Reputation: 10159
Here are the related code and document, wondering for the default cross_val_score
without explicitly specify score
, the output array means precision, AUC or some other metrics?
Using Python 2.7 with miniconda interpreter.
http://scikit-learn.org/stable/modules/generated/sklearn.tree.DecisionTreeClassifier.html
>>> from sklearn.datasets import load_iris
>>> from sklearn.cross_validation import cross_val_score
>>> from sklearn.tree import DecisionTreeClassifier
>>> clf = DecisionTreeClassifier(random_state=0)
>>> iris = load_iris()
>>> cross_val_score(clf, iris.data, iris.target, cv=10)
...
...
array([ 1. , 0.93..., 0.86..., 0.93..., 0.93...,
0.93..., 0.93..., 1. , 0.93..., 1. ])
regards, Lin
Upvotes: 4
Views: 7731
Reputation: 96277
From the user guide:
By default, the score computed at each CV iteration is the score method of the estimator. It is possible to change this by using the scoring parameter:
From the DecisionTreeClassifier documentation:
Returns the mean accuracy on the given test data and labels. In multi-label classification, this is the subset accuracy which is a harsh metric since you require for each sample that each label set be correctly predicted.
Don't be confused by "mean accuracy," it's just the regular way one computes accuracy. Follow the links to the source:
from .metrics import accuracy_score
return accuracy_score(y, self.predict(X), sample_weight=sample_weight)
Now the source for metrics.accuracy_score
def accuracy_score(y_true, y_pred, normalize=True, sample_weight=None):
...
# Compute accuracy for each possible representation
y_type, y_true, y_pred = _check_targets(y_true, y_pred)
if y_type.startswith('multilabel'):
differing_labels = count_nonzero(y_true - y_pred, axis=1)
score = differing_labels == 0
else:
score = y_true == y_pred
return _weighted_sum(score, sample_weight, normalize)

- **PROBLEM DETAILS**
Reproduce word for word the part of the cross_val_score forum thread that runs from "Using Python 2.7" up to and including "iris.data, iris.target, cv=10)".

- **SUPPLIED DATA**
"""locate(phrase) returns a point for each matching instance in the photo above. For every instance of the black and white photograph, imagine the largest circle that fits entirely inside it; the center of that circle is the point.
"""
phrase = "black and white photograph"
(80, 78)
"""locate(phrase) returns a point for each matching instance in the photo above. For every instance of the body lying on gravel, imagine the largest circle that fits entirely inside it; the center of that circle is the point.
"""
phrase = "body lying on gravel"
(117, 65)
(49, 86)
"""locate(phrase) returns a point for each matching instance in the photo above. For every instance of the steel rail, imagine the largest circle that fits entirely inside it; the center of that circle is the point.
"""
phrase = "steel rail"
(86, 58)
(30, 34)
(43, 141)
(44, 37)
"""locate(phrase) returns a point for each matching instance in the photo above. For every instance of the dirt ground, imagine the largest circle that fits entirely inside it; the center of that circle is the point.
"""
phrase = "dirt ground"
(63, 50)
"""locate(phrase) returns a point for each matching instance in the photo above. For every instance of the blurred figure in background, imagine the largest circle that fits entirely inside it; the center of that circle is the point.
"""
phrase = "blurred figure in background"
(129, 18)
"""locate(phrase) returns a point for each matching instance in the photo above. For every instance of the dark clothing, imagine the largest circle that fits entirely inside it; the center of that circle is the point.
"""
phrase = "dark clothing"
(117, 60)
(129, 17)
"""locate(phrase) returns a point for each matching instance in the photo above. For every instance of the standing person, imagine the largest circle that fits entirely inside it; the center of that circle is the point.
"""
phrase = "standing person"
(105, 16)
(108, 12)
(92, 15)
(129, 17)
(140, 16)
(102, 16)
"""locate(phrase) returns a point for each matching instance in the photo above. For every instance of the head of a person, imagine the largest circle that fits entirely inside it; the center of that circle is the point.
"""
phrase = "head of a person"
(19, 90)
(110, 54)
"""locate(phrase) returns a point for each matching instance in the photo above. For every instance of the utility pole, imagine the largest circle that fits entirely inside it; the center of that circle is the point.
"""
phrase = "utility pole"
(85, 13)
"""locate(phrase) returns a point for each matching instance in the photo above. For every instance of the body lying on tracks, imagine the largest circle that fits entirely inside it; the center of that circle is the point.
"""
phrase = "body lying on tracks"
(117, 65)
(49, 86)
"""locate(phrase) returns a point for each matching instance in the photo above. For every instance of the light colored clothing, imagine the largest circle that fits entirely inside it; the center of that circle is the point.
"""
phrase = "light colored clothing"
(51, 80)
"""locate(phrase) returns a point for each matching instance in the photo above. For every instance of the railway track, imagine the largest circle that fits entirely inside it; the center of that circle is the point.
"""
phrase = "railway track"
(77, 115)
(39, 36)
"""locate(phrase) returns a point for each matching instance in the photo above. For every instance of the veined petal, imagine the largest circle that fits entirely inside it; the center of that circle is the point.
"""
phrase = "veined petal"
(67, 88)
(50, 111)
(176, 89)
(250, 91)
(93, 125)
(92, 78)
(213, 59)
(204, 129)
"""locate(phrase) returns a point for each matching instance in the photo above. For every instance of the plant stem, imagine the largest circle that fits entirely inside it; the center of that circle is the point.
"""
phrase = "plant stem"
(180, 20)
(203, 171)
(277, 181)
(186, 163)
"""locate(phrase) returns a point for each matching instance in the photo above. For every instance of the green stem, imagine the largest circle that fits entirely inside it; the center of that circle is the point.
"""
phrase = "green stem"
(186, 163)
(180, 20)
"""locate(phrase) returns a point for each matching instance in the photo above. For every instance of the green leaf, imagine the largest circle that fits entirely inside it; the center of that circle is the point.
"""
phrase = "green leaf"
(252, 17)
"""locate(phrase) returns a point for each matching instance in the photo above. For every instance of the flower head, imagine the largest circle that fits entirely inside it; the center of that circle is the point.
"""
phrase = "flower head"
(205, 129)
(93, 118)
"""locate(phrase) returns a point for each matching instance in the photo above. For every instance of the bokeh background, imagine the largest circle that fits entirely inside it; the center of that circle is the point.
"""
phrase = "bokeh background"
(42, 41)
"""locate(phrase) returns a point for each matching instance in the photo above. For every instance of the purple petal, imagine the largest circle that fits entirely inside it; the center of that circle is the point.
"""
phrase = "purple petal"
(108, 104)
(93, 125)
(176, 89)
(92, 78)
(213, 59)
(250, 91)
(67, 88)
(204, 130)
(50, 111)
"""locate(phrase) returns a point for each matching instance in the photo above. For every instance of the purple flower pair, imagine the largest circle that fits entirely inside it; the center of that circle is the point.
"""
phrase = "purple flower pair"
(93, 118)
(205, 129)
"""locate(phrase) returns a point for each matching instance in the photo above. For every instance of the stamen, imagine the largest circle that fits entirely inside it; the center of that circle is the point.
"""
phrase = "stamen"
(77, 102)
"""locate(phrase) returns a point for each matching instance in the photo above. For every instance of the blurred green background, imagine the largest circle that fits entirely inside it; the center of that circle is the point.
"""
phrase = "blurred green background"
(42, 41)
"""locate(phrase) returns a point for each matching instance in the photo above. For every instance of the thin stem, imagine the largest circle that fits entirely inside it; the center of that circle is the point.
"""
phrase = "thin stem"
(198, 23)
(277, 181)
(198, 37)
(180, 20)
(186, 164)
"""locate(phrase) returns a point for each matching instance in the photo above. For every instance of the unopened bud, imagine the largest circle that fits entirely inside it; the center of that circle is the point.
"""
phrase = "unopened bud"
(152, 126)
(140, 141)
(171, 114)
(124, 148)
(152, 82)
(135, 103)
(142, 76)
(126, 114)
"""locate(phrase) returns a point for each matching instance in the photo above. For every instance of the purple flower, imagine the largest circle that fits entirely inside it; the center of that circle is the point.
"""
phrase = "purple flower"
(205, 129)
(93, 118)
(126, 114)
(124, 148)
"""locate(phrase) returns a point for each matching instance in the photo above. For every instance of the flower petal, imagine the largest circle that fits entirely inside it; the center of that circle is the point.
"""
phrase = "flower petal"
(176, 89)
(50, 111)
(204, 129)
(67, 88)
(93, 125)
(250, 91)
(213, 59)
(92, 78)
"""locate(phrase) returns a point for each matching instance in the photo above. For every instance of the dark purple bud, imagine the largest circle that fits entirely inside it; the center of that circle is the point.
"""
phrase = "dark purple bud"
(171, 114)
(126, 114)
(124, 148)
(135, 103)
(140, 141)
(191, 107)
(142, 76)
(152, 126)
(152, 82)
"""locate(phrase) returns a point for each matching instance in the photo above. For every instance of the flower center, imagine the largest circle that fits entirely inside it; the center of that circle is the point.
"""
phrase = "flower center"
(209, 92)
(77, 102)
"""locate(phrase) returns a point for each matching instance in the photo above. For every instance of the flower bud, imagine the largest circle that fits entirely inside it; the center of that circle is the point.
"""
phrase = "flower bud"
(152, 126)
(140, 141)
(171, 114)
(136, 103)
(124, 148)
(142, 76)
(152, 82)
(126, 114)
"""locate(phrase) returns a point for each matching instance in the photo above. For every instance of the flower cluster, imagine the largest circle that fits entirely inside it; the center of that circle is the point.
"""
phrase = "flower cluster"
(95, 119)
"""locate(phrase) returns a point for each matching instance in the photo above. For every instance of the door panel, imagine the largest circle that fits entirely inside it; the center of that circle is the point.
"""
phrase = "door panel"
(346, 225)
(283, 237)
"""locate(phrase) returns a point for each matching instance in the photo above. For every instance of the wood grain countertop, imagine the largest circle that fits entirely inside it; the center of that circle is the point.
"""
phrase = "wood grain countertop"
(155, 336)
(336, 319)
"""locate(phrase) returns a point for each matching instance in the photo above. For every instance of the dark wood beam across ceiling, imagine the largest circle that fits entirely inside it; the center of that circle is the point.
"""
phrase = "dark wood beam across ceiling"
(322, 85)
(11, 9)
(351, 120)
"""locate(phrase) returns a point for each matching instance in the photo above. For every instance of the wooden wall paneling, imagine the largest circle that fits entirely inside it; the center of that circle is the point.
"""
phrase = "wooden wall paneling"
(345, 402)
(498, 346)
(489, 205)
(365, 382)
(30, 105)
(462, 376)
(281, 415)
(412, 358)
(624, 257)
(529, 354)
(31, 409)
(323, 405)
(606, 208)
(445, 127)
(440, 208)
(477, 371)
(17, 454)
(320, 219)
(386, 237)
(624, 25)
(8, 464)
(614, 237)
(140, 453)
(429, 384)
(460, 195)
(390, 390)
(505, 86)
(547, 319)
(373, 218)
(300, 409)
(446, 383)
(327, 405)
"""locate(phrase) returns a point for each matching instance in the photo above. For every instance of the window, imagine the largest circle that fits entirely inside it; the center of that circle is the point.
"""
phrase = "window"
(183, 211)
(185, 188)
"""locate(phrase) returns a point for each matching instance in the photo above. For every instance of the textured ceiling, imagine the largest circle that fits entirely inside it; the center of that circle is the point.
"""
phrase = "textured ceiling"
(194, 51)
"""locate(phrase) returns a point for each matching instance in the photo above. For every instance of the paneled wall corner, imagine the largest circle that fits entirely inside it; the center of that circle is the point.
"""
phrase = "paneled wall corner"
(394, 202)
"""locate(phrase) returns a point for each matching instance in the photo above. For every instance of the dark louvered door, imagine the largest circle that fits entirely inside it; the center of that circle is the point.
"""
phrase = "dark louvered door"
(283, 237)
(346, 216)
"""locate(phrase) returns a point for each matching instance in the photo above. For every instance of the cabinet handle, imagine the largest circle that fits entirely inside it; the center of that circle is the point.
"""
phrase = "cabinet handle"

- **WRITTEN RESPONSE**
Using Python 2.7 with miniconda interpreter.
http://scikit-learn.org/stable/modules/generated/sklearn.tree.DecisionTreeClassifier.html
>>> from sklearn.datasets import load_iris
>>> from sklearn.cross_validation import cross_val_score
>>> from sklearn.tree import DecisionTreeClassifier
>>> clf = DecisionTreeClassifier(random_state=0)
>>> iris = load_iris()
>>> cross_val_score(clf, iris.data, iris.target, cv=10)